▸ Stated task
Gather every line in the data below that contains the string "slab", and copy each one out. Case counts.

┌─ Source material

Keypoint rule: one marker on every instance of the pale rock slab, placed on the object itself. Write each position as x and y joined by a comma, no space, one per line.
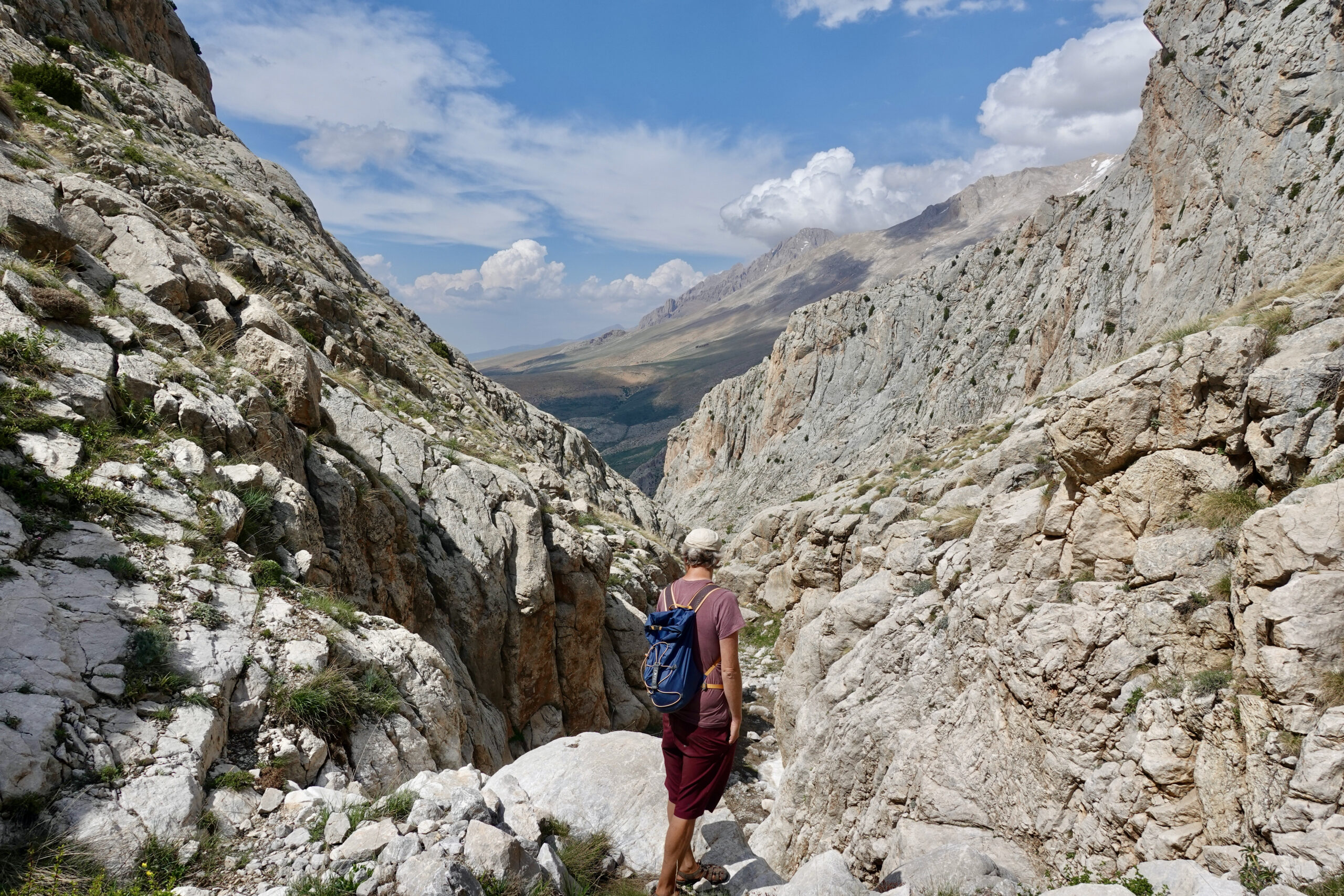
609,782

└─
┌─ Source material

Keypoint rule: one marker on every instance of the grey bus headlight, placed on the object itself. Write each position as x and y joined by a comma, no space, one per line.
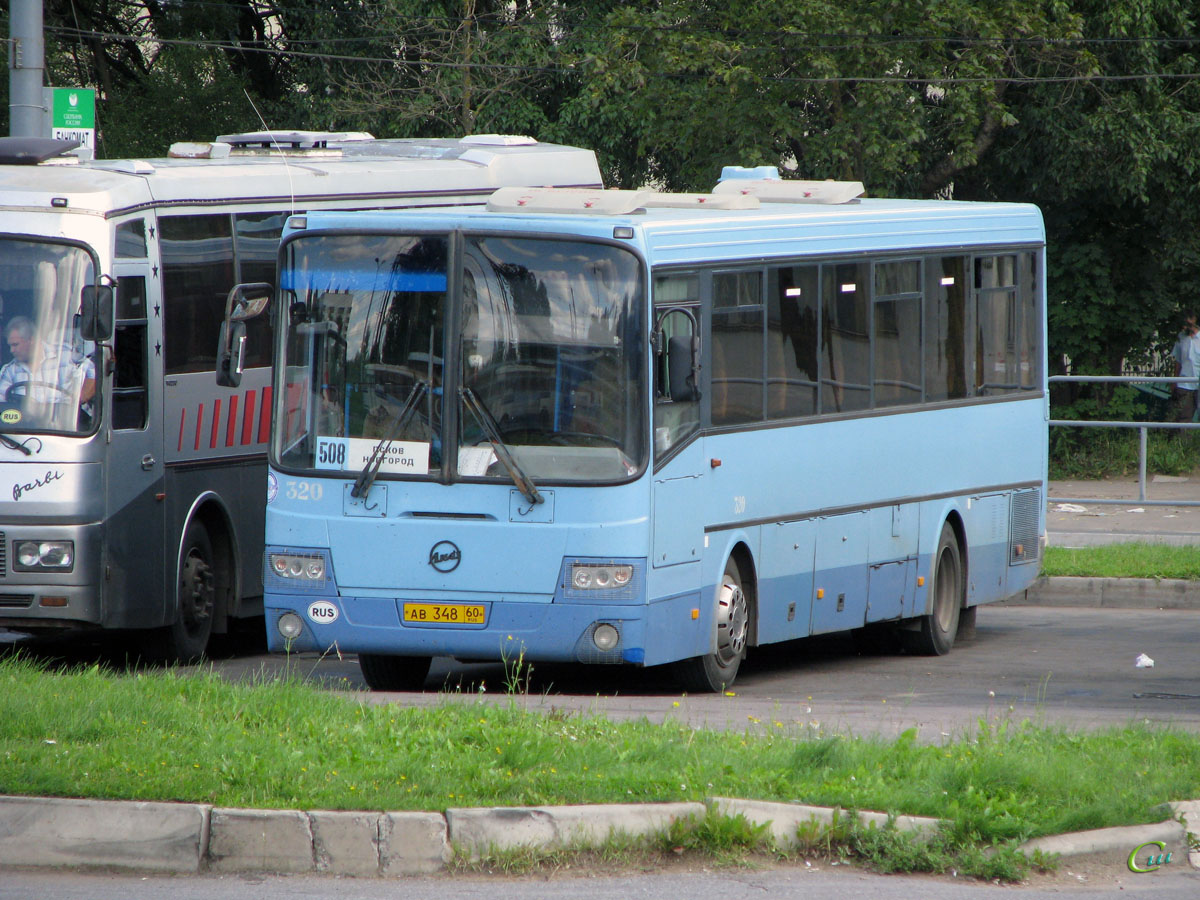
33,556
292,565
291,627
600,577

└─
┌─ Source material

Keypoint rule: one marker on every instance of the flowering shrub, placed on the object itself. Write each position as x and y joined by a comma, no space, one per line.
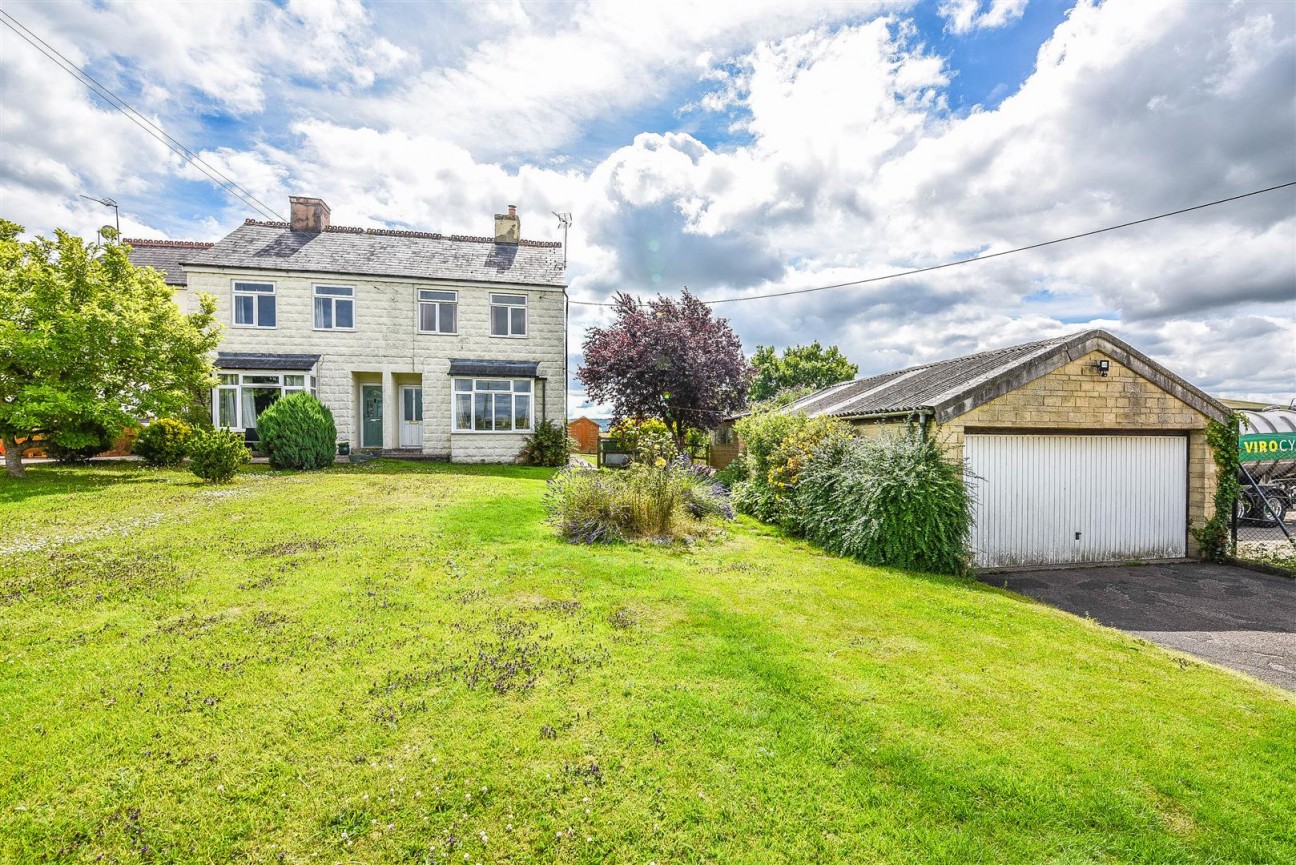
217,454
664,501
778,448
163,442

└─

▸ Exercise solution
Keypoint rule: one marker on every instance of the pale rock slab, placed on the object itself. Write each position as x and y joined by a comma, no space, one per line.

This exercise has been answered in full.